[Exercise requirements] Go to the line in the data below that contains "pine tree and report the pixel coordinates.". Write it out exactly, along with every later line through the last, and nothing else.

(Items from a dataset)
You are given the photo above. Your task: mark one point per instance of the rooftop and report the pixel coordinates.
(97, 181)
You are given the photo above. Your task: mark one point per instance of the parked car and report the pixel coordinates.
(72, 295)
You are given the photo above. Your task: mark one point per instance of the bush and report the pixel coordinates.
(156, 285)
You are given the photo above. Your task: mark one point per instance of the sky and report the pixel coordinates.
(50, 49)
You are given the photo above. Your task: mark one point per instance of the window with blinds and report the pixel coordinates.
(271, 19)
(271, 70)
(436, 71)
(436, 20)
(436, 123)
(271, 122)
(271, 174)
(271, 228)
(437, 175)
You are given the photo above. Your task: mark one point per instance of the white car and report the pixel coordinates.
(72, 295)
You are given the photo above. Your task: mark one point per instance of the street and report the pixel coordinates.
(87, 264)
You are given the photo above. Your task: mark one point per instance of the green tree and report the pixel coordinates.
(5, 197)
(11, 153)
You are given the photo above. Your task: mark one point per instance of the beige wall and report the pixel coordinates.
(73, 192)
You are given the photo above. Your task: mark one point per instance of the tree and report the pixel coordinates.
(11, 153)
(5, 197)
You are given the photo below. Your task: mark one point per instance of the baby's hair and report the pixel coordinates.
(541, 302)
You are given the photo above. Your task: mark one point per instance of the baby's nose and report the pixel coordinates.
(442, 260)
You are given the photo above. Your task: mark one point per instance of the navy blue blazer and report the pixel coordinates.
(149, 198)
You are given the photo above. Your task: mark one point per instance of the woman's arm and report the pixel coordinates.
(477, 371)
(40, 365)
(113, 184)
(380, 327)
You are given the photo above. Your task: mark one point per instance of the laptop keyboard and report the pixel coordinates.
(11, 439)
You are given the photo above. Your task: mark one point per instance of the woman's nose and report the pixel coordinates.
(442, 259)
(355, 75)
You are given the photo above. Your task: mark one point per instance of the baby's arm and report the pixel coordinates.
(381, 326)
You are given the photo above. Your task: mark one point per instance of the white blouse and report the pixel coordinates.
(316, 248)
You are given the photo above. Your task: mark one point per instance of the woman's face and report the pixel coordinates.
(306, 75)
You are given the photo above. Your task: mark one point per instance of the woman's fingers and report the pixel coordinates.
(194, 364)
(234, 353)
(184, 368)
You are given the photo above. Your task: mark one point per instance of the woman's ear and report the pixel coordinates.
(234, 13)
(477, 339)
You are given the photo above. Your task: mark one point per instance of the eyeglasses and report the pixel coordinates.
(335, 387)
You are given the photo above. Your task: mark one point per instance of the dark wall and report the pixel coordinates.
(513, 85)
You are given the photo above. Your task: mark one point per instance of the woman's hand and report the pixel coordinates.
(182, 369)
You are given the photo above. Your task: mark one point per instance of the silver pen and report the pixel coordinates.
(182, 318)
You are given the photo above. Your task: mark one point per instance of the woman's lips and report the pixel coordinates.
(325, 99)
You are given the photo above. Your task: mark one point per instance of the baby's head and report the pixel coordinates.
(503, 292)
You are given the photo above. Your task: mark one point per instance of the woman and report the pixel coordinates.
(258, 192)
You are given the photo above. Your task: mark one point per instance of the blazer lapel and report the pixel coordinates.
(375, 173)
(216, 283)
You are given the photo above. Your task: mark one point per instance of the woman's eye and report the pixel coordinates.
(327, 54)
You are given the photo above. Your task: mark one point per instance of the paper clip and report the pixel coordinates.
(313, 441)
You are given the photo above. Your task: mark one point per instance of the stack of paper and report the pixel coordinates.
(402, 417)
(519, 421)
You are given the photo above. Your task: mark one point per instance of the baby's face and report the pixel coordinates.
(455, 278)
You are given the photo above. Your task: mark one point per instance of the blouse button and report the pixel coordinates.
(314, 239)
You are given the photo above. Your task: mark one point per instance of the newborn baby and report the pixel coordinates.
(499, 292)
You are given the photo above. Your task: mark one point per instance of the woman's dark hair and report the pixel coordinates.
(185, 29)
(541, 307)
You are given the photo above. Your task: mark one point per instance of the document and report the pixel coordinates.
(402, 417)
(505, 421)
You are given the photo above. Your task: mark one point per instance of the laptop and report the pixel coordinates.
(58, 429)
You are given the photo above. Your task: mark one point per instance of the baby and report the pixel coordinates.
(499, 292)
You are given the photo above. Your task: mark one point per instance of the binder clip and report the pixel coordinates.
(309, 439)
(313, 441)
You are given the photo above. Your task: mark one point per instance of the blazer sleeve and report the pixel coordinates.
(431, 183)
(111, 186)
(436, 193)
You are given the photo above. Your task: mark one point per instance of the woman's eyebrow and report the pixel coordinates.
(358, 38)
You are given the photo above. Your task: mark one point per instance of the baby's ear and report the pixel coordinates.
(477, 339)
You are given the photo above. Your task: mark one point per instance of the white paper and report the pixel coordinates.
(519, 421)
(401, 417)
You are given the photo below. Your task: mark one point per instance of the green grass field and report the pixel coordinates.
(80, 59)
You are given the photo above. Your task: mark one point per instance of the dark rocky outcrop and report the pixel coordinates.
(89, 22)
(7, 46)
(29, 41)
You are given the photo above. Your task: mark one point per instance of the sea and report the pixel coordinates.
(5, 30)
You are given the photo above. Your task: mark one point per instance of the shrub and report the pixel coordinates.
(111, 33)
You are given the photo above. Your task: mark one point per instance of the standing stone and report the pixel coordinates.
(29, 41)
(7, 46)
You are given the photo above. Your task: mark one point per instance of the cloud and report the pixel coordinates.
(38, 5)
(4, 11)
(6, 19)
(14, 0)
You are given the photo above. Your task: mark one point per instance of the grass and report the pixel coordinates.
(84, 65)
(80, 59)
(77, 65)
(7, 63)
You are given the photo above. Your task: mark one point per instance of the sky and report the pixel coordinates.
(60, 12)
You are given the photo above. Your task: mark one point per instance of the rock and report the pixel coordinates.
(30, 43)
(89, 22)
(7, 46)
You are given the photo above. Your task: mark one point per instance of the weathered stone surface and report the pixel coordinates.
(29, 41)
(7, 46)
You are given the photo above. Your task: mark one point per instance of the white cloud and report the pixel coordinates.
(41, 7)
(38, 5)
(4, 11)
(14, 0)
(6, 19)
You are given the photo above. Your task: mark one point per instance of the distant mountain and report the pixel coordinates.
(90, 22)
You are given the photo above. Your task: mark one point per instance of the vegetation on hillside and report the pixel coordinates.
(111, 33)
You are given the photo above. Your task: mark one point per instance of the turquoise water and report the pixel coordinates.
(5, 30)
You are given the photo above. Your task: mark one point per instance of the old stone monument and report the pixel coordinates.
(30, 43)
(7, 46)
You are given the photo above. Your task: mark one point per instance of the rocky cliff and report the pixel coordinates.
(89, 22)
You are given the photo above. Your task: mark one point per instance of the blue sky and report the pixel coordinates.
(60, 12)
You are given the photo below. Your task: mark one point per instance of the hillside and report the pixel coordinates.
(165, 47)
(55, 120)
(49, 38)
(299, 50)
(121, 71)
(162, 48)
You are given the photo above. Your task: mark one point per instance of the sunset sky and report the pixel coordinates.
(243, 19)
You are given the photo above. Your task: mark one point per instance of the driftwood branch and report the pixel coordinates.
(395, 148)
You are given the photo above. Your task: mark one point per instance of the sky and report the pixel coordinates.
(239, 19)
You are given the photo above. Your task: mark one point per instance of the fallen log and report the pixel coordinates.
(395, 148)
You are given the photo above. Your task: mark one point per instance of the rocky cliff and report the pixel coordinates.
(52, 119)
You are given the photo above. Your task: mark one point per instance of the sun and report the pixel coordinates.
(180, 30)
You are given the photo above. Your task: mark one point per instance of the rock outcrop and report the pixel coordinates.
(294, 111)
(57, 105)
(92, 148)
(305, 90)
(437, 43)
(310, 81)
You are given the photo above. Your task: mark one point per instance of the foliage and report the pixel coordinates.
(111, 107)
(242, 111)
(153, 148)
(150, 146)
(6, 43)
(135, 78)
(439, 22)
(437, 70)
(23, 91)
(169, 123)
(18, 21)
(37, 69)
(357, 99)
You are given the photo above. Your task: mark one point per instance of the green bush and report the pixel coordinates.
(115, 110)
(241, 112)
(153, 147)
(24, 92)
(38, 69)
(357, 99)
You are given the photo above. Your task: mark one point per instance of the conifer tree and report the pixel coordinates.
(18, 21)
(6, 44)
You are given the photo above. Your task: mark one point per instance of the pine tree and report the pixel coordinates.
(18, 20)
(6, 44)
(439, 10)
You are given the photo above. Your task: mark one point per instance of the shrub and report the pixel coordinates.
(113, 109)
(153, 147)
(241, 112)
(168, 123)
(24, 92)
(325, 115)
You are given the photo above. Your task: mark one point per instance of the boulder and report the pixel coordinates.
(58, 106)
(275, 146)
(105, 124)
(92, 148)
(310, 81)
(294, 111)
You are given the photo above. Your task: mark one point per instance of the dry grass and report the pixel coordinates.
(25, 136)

[Output of the exercise]
You are given the photo above. Your task: mark one point per instance of the pine tree and report the pixel coordinates.
(18, 20)
(6, 44)
(439, 10)
You are given the photo above. Your task: mark one point per instance of the shrub and report the pixel coordinates.
(113, 109)
(153, 147)
(241, 112)
(168, 123)
(24, 92)
(325, 115)
You are given the photo above. Your task: mark one point per instance of the boulder and report the pixel coordinates.
(58, 106)
(275, 146)
(105, 124)
(92, 148)
(310, 81)
(294, 111)
You are given the photo above. Your task: mark one point per instance of the dry grass and report the pixel coordinates.
(25, 136)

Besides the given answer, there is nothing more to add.